RECORDED DATA Block Start

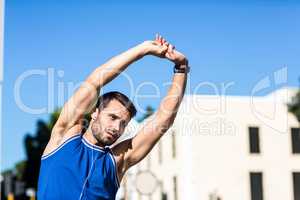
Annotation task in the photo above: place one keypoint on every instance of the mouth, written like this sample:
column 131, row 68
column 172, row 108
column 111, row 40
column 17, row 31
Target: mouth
column 111, row 135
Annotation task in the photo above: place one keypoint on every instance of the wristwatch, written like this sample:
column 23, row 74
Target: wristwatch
column 178, row 69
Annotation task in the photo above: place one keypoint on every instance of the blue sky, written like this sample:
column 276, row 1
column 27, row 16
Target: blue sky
column 225, row 41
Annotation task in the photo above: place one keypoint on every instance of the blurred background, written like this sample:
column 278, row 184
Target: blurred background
column 237, row 133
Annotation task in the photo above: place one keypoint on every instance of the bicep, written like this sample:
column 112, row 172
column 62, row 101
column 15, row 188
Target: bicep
column 76, row 107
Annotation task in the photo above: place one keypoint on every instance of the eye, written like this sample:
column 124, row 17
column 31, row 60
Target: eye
column 112, row 117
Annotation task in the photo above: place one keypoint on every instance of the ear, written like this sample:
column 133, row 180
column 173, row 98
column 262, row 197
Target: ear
column 94, row 115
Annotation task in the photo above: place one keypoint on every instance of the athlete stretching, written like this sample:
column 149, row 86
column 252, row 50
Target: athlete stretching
column 81, row 165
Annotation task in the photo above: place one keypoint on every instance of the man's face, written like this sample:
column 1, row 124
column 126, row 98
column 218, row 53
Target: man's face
column 109, row 123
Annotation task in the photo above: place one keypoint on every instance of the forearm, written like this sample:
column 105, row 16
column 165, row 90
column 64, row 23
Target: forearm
column 112, row 68
column 168, row 107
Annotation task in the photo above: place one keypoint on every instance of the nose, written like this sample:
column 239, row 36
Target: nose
column 116, row 127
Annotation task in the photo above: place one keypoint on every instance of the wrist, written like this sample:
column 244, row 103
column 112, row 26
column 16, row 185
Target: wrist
column 181, row 68
column 183, row 64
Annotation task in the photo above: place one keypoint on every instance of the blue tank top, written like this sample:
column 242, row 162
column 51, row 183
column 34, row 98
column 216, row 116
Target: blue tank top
column 78, row 170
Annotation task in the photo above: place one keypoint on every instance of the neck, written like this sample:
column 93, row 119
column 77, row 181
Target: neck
column 88, row 135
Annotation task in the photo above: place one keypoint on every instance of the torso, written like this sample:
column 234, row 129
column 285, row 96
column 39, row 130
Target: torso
column 77, row 169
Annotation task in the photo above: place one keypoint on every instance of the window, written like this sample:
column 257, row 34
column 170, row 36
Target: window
column 296, row 181
column 173, row 145
column 256, row 185
column 295, row 140
column 254, row 140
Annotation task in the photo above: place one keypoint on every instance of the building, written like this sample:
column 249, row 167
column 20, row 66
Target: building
column 225, row 147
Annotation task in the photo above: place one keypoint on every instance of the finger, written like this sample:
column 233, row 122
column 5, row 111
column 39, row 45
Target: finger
column 156, row 36
column 160, row 39
column 171, row 47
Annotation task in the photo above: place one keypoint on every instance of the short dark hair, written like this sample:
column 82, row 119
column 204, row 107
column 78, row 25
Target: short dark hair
column 104, row 100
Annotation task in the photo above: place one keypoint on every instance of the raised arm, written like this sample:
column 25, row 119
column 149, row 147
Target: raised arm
column 84, row 98
column 137, row 148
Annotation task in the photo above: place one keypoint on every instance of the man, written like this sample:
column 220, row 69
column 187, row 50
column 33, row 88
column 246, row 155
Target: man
column 78, row 165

RECORDED DATA Block End

#### [THE TASK]
The task calls for every record to be transcribed exactly, with no images included.

#### [SOLUTION FOR THIS EXERCISE]
Annotation task in the photo above: place one keypoint on every instance of the mouth, written like this sample:
column 131, row 68
column 172, row 108
column 111, row 40
column 17, row 31
Target: mouth
column 111, row 135
Annotation task in the photo above: place one keypoint on every instance of the wristwatch, written like this sample:
column 23, row 74
Target: wristwatch
column 178, row 69
Annotation task in the photo above: place one keypoint on every instance of the blue sky, written like this sample:
column 276, row 1
column 27, row 16
Target: blue sky
column 225, row 41
Annotation task in the photo above: place one keypoint on every instance of the blurred background, written like this sample:
column 278, row 184
Target: blurred background
column 237, row 133
Annotation task in the photo above: place one keypoint on every instance of the bicep, written like this sample:
column 112, row 172
column 62, row 101
column 15, row 188
Target: bicep
column 76, row 107
Annotation task in the photo above: place one keypoint on every instance of the eye, written like this sample:
column 124, row 17
column 31, row 60
Target: eye
column 112, row 117
Annotation task in the photo above: place one keypoint on every instance of the ear, written like this sample:
column 133, row 180
column 173, row 98
column 262, row 197
Target: ear
column 94, row 115
Annotation task in the photo above: place one keypoint on every instance of the athlete stretching, written like this sample:
column 149, row 86
column 252, row 50
Target: athlete stretching
column 81, row 165
Annotation task in the photo above: place one keypoint on every instance of the man's face, written like this sample:
column 1, row 124
column 126, row 98
column 218, row 53
Target: man's face
column 109, row 123
Annotation task in the photo above: place one keypoint on every instance of the forearm, written like this sample:
column 105, row 16
column 165, row 90
column 64, row 23
Target: forearm
column 112, row 68
column 168, row 107
Annotation task in the photo above: place one keypoint on every instance of the nose, written like this sample:
column 239, row 36
Target: nose
column 116, row 127
Annotation task in the photo above: place one keypoint on every instance of the wrist, written like this sample:
column 244, row 103
column 112, row 26
column 16, row 185
Target: wrist
column 181, row 68
column 183, row 64
Annotation task in the photo above: place one keypoint on every instance of the blue tank top, written like this sample:
column 242, row 162
column 51, row 183
column 34, row 98
column 216, row 116
Target: blue tank top
column 78, row 170
Annotation task in the photo above: place one keypoint on every instance of the neck, written like this sample:
column 93, row 119
column 77, row 181
Target: neck
column 88, row 135
Annotation task in the photo above: place one keypoint on every instance of the torso, written like this sample:
column 234, row 129
column 285, row 96
column 39, row 130
Target: torso
column 77, row 169
Annotation task in the photo above: place one keypoint on every instance of the window, written like this sample:
column 257, row 34
column 170, row 36
Target: window
column 296, row 181
column 173, row 145
column 256, row 185
column 295, row 140
column 254, row 140
Annotation task in the photo above: place one keypoint on every instance of the building, written like this sample:
column 249, row 167
column 20, row 66
Target: building
column 225, row 147
Annotation task in the photo above: place one keypoint on every instance of the finger, written like this sample:
column 233, row 122
column 5, row 111
column 39, row 45
Target: finger
column 156, row 36
column 160, row 39
column 171, row 47
Annotation task in the photo above: place one keypoint on every instance of the short dark hair, written like this sample:
column 82, row 119
column 204, row 107
column 78, row 25
Target: short dark hair
column 104, row 100
Annotation task in the photo above: place one keypoint on every instance of the raised arm, written like this sample:
column 25, row 119
column 149, row 147
Target: raised arm
column 84, row 98
column 137, row 148
Annotation task in the photo above: place one keypoint on every instance of the man, written like this sample:
column 220, row 69
column 187, row 50
column 33, row 88
column 246, row 155
Target: man
column 78, row 165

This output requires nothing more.